AIM:
Count the lines in the records that contain the string "door", treating uppercase and lowercase as different. Reply with the number alone.

DATA TO PROCESS:

·····

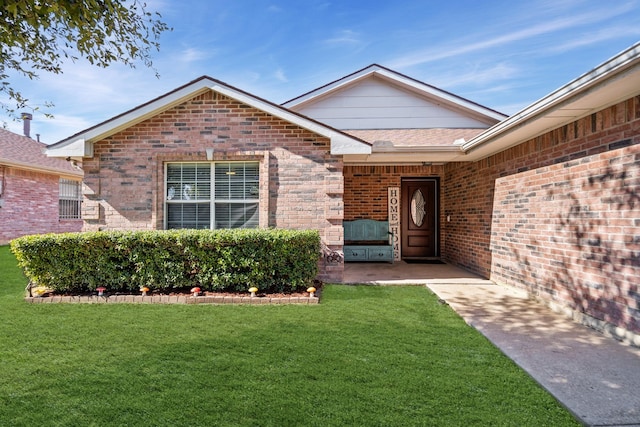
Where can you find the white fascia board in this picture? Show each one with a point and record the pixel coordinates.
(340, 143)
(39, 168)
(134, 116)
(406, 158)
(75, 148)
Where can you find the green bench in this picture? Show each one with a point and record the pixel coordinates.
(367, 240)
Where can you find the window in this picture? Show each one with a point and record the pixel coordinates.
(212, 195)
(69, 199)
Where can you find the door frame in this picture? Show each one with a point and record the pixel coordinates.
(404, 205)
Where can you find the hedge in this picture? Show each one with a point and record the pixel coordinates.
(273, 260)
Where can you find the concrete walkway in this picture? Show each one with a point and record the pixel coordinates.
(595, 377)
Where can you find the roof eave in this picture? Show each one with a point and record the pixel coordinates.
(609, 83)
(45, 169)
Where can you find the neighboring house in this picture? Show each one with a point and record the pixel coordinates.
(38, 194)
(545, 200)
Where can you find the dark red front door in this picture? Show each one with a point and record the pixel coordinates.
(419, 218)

·····

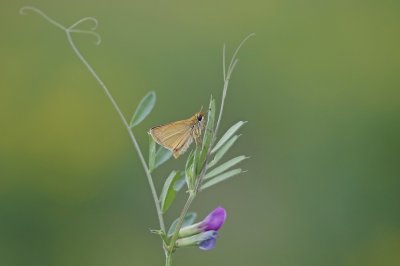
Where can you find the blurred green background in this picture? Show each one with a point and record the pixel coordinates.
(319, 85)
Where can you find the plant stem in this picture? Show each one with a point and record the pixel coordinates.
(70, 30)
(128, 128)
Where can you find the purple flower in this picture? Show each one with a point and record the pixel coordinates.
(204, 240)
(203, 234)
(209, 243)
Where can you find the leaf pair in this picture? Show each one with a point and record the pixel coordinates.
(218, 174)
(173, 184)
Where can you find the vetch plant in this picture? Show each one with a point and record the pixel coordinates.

·····

FULL SOLUTION:
2